* _Stated task_: Please copy the records again, starting at the line that contains "the white throw" and continuing through the end of the records, with "glass console table" replaced by "glass side table" and everything else left unchanged.

Location identification entries:
########
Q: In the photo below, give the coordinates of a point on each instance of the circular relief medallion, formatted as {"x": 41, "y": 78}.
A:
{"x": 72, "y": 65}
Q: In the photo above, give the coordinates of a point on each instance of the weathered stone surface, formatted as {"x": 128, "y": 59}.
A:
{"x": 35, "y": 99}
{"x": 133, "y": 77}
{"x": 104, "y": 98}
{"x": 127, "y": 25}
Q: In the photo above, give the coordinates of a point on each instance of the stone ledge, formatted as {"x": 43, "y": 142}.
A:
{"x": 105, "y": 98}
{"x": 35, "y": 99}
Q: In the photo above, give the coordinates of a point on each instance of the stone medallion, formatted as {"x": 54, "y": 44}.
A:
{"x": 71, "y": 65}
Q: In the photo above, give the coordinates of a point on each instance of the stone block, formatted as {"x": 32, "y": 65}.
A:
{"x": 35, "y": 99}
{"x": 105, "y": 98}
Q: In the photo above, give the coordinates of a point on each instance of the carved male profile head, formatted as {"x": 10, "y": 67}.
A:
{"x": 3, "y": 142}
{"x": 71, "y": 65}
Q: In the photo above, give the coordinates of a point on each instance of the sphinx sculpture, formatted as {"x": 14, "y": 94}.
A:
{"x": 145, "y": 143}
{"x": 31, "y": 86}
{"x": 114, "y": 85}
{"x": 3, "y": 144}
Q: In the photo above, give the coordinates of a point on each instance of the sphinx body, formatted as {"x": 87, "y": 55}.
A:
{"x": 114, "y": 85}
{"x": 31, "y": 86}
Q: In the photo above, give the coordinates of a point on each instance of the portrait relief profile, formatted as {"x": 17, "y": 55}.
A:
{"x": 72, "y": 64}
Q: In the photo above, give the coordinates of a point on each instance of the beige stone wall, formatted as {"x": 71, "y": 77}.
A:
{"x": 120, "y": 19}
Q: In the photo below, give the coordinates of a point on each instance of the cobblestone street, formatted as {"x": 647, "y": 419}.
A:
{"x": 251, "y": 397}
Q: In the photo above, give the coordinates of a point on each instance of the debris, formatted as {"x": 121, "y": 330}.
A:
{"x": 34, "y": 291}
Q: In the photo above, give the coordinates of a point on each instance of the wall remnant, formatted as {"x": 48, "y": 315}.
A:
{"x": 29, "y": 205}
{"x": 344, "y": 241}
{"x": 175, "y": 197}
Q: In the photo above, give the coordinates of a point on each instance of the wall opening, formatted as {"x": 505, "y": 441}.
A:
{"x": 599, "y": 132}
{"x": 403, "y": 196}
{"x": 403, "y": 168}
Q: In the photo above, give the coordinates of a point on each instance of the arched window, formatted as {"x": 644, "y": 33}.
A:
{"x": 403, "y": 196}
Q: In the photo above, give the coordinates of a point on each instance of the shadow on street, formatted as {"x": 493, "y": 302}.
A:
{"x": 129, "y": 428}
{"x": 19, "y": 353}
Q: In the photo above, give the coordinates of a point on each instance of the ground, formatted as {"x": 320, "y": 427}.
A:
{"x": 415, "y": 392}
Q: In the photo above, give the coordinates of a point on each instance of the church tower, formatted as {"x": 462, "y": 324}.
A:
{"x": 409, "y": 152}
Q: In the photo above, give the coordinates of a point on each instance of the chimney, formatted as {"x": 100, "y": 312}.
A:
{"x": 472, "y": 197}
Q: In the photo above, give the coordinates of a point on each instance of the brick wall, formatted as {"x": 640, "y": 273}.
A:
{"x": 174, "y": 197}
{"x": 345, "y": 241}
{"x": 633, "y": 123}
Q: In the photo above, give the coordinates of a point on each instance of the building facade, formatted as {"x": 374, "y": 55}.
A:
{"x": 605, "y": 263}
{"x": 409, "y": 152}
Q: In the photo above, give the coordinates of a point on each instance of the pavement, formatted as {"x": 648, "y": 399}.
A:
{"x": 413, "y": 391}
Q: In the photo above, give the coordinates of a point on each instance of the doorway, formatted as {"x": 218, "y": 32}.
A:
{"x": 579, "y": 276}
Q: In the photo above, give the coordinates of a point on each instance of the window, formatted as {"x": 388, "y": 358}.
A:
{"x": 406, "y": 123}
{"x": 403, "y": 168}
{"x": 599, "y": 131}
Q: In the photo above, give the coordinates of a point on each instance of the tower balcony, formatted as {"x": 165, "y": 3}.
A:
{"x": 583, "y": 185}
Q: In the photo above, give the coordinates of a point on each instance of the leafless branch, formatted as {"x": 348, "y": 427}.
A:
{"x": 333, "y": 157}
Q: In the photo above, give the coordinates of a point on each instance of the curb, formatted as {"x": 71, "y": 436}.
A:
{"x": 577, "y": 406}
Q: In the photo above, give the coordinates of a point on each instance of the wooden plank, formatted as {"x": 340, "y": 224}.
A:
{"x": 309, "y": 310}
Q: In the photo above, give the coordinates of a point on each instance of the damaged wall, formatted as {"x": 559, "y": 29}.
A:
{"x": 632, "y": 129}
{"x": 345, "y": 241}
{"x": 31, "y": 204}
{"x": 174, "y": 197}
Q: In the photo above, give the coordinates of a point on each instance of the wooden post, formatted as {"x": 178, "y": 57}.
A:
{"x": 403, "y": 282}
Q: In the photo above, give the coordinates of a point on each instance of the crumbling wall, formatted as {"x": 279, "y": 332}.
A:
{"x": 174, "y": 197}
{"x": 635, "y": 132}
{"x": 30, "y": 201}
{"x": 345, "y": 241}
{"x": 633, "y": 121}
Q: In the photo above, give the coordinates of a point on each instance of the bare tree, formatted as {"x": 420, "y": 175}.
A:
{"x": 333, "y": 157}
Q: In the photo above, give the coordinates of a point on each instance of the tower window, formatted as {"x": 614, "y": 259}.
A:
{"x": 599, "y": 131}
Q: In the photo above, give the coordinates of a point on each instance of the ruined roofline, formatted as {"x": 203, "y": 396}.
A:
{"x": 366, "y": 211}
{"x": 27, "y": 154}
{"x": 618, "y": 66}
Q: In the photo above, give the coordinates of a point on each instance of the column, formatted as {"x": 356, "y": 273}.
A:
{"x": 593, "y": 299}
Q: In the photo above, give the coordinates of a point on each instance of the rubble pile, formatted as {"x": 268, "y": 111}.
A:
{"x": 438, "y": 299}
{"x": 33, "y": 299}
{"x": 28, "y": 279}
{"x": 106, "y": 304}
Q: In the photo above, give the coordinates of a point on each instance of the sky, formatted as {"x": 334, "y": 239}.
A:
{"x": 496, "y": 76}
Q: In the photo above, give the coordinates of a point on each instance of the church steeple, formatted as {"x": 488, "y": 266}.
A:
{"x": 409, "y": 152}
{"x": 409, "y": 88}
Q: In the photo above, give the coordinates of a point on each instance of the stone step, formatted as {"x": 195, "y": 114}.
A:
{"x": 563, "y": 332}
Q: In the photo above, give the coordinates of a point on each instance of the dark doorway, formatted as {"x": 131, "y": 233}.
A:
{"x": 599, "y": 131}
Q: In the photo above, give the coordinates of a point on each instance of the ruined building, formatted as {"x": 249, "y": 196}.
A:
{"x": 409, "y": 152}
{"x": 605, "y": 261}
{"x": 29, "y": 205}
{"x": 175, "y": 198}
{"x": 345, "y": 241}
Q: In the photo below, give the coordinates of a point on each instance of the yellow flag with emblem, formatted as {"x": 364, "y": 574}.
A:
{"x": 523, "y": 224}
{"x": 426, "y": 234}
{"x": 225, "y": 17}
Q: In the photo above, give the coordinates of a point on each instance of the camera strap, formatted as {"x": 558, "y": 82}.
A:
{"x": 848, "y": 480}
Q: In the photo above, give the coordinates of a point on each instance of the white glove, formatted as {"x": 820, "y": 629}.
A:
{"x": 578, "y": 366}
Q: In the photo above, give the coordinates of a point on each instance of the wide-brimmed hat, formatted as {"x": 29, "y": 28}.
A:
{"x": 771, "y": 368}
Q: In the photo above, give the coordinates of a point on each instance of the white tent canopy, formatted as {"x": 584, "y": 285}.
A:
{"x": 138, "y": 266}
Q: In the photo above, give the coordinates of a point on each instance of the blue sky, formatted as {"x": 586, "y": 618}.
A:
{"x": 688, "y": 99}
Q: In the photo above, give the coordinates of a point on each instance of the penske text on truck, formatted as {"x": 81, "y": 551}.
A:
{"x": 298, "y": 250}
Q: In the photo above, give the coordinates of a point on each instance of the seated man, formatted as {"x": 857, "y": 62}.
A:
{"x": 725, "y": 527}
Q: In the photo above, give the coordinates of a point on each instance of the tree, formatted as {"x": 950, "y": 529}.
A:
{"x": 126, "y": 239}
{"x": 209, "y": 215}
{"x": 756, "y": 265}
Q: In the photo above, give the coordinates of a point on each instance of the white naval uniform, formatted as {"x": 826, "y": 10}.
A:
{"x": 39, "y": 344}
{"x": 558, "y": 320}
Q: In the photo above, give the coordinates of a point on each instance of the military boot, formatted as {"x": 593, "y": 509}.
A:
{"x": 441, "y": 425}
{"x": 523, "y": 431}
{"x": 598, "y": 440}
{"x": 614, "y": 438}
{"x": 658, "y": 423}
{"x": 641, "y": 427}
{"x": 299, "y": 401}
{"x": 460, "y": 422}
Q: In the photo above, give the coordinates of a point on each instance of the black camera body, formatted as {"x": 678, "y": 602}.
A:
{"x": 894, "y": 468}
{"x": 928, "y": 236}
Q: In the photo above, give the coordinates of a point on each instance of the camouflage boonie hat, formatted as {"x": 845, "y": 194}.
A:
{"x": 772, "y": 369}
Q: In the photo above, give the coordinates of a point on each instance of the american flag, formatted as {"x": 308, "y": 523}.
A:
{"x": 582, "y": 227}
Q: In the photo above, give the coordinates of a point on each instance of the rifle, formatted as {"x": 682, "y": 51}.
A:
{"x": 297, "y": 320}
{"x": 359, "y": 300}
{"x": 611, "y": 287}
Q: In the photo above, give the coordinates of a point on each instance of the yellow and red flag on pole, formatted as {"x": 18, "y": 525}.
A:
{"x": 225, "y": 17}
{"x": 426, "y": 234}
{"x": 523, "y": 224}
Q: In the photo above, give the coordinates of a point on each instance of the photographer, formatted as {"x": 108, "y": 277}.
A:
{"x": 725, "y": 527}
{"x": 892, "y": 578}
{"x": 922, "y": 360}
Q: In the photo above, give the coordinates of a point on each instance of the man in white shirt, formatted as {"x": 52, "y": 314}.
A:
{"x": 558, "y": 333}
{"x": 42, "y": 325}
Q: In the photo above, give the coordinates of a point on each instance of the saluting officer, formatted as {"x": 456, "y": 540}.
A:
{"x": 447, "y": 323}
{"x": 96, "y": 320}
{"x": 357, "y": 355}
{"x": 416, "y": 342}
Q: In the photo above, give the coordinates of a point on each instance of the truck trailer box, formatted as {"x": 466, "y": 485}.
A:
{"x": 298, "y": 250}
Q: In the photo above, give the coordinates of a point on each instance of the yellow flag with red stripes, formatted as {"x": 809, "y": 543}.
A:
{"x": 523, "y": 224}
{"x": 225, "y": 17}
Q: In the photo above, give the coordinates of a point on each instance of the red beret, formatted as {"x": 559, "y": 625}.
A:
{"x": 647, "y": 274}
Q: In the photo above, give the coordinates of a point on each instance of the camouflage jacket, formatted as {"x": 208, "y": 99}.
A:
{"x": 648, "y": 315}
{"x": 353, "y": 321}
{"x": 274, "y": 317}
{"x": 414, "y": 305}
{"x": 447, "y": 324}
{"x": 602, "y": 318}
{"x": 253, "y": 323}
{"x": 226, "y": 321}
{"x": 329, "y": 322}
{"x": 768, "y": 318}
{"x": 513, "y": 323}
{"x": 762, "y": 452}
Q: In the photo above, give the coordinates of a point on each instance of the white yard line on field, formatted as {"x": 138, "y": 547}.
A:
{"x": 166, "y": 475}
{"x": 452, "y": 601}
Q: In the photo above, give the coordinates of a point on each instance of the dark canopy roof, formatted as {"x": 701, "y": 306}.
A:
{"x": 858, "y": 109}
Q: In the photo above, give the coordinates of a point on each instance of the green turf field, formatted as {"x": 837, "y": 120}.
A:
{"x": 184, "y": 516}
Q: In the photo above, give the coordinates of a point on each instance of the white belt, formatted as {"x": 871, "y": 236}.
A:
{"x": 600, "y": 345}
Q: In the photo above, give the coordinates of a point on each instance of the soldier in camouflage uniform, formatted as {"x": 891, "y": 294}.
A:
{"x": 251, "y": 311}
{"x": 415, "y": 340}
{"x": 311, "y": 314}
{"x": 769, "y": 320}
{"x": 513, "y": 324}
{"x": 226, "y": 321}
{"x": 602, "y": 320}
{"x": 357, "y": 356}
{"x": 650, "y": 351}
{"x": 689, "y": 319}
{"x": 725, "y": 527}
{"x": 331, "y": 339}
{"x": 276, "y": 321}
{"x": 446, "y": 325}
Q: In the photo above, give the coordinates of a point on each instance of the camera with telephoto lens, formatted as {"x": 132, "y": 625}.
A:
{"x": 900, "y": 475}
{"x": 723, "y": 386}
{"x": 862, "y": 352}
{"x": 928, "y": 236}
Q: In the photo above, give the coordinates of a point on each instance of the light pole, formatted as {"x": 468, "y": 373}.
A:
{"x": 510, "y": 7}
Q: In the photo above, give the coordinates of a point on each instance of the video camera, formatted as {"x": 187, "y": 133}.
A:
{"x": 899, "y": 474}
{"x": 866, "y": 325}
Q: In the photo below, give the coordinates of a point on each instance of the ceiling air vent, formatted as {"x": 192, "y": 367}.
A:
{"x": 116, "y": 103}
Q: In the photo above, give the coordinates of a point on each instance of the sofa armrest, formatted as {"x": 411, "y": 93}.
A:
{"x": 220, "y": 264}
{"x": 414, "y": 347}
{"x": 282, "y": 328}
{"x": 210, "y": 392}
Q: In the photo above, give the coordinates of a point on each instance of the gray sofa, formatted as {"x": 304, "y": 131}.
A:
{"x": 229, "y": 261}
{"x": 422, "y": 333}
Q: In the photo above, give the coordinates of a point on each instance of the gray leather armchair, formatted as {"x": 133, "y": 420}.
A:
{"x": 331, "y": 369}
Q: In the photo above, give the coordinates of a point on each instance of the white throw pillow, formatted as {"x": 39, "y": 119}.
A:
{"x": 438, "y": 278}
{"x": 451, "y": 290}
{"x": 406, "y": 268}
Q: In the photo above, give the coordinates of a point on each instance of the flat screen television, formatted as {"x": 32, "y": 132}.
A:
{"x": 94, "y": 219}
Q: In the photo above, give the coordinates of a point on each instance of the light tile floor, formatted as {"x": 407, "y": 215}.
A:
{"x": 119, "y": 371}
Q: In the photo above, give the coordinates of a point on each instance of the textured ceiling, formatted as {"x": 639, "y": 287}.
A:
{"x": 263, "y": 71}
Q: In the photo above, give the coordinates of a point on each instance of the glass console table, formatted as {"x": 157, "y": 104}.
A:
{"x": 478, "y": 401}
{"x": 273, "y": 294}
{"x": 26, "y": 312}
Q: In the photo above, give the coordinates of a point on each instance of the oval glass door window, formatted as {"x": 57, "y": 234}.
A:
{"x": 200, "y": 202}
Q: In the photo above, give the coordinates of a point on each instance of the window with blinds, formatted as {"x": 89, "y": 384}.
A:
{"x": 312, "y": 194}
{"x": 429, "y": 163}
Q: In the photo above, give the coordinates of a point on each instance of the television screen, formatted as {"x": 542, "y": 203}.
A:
########
* _Result for this task_:
Q: In the photo above, give the coordinates of a point on each instance of the white throw pillow, formatted as {"x": 39, "y": 119}.
A:
{"x": 438, "y": 278}
{"x": 451, "y": 290}
{"x": 406, "y": 268}
Q: In the photo above, give the coordinates of a point on each instance of the flat screen television, formatted as {"x": 32, "y": 132}.
A:
{"x": 94, "y": 219}
Q: In the photo above, give the coordinates of a point on each instance of the light tile floor, formatted as {"x": 407, "y": 215}.
A:
{"x": 119, "y": 371}
Q: In the photo above, give the coordinates of a point on each instance of the textured ceiling, formatted as {"x": 639, "y": 287}.
A:
{"x": 263, "y": 71}
Q: In the photo above, give the coordinates of a point on each instance of the glass side table, formatted as {"x": 157, "y": 104}.
A:
{"x": 478, "y": 401}
{"x": 273, "y": 294}
{"x": 26, "y": 312}
Q: In the photo above, give the coordinates of a point on each instance of the oval glass door window, formatted as {"x": 57, "y": 234}.
A:
{"x": 200, "y": 202}
Q: In the photo above, give the coordinates of a point on each instance of the window with blinds, formatted as {"x": 89, "y": 384}.
A:
{"x": 312, "y": 194}
{"x": 429, "y": 163}
Q: In the photo above, give the coordinates of a point on each instance of the television screen, formatted as {"x": 542, "y": 203}.
A:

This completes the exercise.